* Stored data *
════════════════
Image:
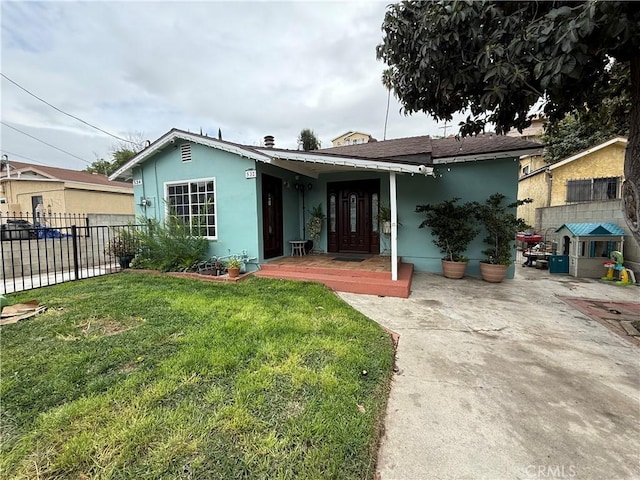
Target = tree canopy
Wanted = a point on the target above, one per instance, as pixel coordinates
════════════════
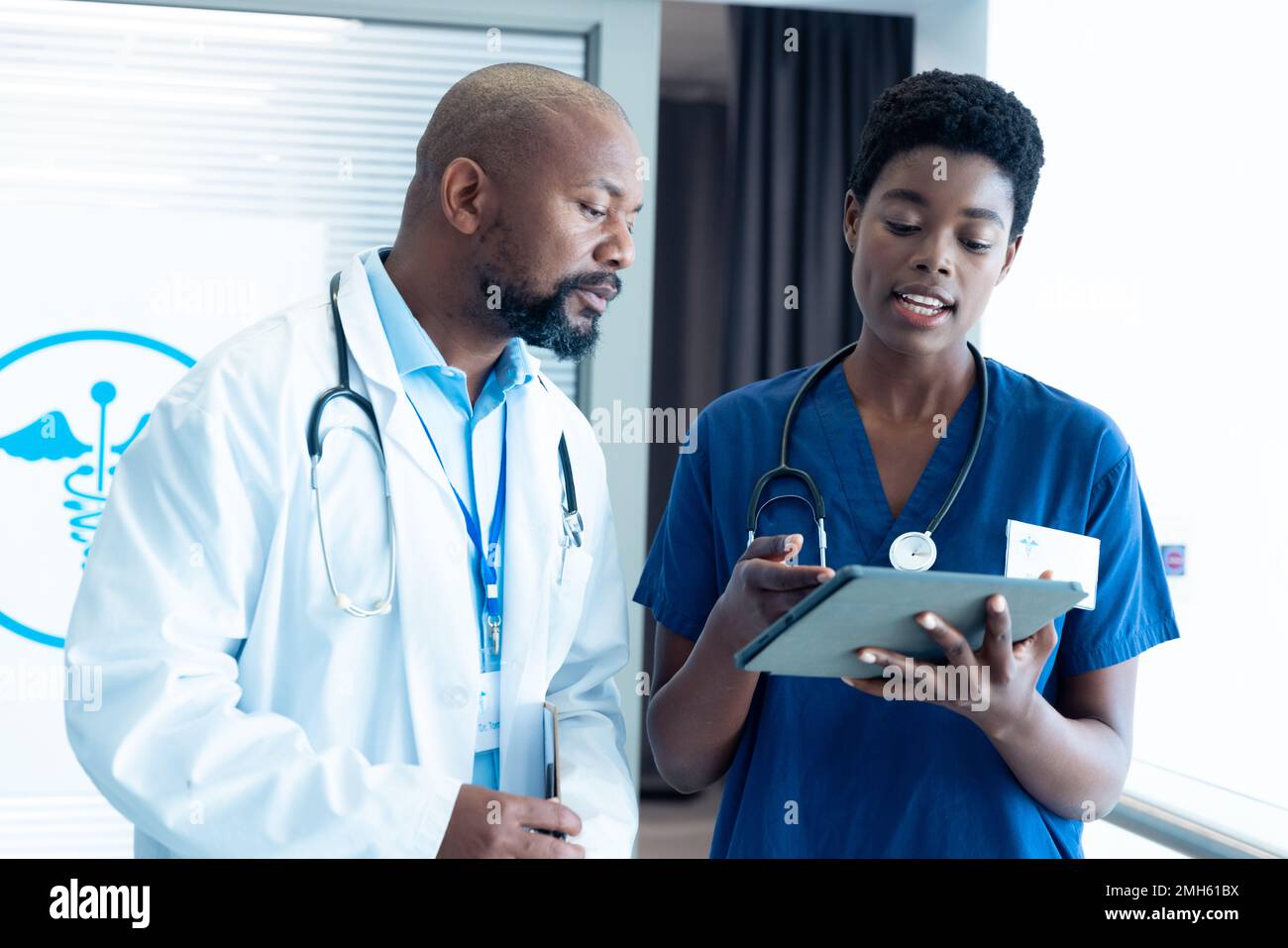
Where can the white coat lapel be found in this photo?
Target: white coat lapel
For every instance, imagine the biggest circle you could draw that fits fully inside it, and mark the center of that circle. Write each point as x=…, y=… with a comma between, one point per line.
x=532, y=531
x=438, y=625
════════════════
* What you should do *
Whenever a line of the material above contains the string "white", copy that line out.

* Reply to the task *
Where can the white coat lapel be found in this photo?
Target: white coat lapel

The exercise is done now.